--- begin DATASET CONTENT ---

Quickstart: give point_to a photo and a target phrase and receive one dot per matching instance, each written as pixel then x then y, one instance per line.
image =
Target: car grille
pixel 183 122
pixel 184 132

--- end DATASET CONTENT ---

__REQUIREMENTS__
Rewrite all of the lines above, putting "point" in place of "dot" and keeping everything else the same.

__CORRECT RESPONSE__
Quickstart: give point_to a photo and a target phrase and receive one point per matching instance, each written as pixel then x then y, one instance per line.
image =
Target: car grille
pixel 183 122
pixel 184 132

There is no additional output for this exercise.